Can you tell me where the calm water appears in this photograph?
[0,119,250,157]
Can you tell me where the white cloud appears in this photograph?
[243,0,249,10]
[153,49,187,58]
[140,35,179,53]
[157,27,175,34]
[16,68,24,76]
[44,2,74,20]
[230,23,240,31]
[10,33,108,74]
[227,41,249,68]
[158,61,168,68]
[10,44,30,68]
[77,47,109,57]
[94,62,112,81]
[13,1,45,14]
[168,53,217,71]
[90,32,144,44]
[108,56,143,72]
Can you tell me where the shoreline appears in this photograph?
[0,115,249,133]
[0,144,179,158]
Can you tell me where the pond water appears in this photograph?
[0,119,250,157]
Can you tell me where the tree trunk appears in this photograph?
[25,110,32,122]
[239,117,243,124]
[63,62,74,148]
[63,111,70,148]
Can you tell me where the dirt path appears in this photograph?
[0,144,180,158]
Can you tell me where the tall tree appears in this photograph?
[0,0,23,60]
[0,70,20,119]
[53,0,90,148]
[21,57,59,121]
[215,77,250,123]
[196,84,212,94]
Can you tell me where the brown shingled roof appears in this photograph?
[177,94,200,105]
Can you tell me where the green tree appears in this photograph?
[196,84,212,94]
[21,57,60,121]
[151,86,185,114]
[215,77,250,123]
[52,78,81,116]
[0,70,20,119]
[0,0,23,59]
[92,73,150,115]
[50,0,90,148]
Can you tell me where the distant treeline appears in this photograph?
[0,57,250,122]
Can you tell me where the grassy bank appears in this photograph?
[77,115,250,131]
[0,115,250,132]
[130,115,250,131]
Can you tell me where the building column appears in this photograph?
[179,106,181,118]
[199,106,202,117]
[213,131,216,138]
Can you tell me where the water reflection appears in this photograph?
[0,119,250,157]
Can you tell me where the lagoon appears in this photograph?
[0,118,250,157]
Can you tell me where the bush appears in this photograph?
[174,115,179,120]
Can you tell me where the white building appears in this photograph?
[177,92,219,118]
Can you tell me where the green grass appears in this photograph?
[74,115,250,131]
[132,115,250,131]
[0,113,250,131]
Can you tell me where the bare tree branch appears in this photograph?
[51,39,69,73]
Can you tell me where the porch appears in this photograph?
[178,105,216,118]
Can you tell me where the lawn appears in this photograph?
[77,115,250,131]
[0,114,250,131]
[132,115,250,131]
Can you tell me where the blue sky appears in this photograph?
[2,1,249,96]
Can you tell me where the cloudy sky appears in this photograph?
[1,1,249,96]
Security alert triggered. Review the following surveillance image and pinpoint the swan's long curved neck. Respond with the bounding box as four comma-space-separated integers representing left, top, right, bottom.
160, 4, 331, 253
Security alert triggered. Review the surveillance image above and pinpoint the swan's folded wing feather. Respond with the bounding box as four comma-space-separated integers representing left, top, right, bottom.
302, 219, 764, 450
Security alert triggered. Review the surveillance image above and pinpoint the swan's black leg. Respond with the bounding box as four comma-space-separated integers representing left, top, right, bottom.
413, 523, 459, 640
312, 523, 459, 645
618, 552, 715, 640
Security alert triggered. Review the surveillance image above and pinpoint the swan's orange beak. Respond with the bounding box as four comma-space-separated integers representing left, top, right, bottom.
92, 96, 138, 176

::::::::::

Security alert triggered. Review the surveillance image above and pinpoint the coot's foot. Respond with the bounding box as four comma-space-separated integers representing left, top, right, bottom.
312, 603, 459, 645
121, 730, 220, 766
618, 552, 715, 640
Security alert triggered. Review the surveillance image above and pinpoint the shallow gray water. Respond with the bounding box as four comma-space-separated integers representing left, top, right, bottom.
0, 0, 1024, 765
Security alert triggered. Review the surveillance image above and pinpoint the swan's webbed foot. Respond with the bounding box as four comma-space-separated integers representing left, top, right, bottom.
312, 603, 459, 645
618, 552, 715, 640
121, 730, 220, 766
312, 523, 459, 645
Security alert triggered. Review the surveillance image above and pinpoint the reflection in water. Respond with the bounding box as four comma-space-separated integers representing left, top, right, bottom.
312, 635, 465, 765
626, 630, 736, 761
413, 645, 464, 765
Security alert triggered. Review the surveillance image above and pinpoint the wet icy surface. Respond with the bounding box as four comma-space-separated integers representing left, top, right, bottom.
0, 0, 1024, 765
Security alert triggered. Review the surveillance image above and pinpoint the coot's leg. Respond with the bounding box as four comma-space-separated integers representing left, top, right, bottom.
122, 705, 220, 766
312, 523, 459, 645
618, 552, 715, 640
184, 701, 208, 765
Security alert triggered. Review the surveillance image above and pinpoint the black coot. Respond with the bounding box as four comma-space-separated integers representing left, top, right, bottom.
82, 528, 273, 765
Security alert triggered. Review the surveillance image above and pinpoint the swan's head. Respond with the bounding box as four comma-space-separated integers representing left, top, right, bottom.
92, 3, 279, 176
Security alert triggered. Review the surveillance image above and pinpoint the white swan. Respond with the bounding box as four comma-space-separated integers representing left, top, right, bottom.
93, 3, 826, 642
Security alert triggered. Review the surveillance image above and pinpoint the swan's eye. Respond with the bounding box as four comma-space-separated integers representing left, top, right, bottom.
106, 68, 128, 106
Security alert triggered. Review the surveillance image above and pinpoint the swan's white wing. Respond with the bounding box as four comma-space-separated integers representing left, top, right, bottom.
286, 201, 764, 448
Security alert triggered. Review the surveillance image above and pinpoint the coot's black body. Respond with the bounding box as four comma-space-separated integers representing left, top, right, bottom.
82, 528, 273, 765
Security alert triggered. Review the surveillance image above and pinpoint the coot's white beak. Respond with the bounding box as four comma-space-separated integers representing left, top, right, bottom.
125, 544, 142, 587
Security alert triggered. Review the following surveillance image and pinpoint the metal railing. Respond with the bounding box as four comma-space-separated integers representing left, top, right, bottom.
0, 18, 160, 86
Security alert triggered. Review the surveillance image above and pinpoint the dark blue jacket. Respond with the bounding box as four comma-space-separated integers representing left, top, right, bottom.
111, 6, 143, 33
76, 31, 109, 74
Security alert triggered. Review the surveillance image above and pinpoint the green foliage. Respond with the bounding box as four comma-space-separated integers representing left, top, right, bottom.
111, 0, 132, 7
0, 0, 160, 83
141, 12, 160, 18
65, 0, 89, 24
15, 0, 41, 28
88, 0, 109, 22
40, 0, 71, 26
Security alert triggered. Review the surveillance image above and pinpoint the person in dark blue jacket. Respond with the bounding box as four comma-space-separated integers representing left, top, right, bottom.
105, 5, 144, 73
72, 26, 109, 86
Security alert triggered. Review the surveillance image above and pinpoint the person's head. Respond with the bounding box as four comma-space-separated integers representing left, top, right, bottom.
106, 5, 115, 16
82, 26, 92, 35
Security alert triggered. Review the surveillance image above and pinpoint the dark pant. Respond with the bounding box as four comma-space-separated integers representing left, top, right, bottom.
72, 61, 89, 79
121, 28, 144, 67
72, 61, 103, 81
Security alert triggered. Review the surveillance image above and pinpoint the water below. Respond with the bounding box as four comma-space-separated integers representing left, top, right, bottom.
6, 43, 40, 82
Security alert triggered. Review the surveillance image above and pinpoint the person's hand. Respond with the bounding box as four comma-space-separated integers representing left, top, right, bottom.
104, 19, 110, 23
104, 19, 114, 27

::::::::::

:: Task prompt ::
Starting with the line containing "Can you tell me where the calm" and continuing through the line containing "[177,94,200,105]", both included, output those lines of the data above as a JSON list of strings, one string per line, with blank lines omitted.

:: Written reply ::
[
  "Can you tell me where the calm water appears in this photograph?",
  "[0,119,250,157]",
  "Can you tell me where the white cloud appears in this photograph?",
  "[243,0,249,10]",
  "[153,49,187,58]",
  "[140,35,179,53]",
  "[157,27,175,34]",
  "[16,68,24,76]",
  "[44,2,74,20]",
  "[230,23,240,31]",
  "[10,33,108,74]",
  "[227,41,249,68]",
  "[158,61,168,68]",
  "[10,44,30,68]",
  "[77,47,109,57]",
  "[94,62,112,81]",
  "[13,1,45,14]",
  "[168,53,217,71]",
  "[90,32,144,44]",
  "[108,56,143,72]",
  "Can you tell me where the shoreline appears in this photograph?",
  "[0,115,249,133]",
  "[0,144,179,158]",
  "Can you tell me where the pond water appears in this photograph?",
  "[0,119,250,157]",
  "Can you tell me where the tree trunk appears in this photograph?",
  "[25,110,32,122]",
  "[239,117,243,124]",
  "[63,62,74,148]",
  "[63,111,70,148]",
  "Can you tell me where the dirt path appears in this photograph?",
  "[0,144,180,158]",
  "Can you tell me where the tall tree appears in this photograph?",
  "[0,0,23,60]",
  "[0,70,20,119]",
  "[53,0,90,148]",
  "[21,57,59,121]",
  "[215,77,250,123]",
  "[196,84,212,94]",
  "Can you tell me where the brown shingled roof appears in this photograph?",
  "[177,94,200,105]"
]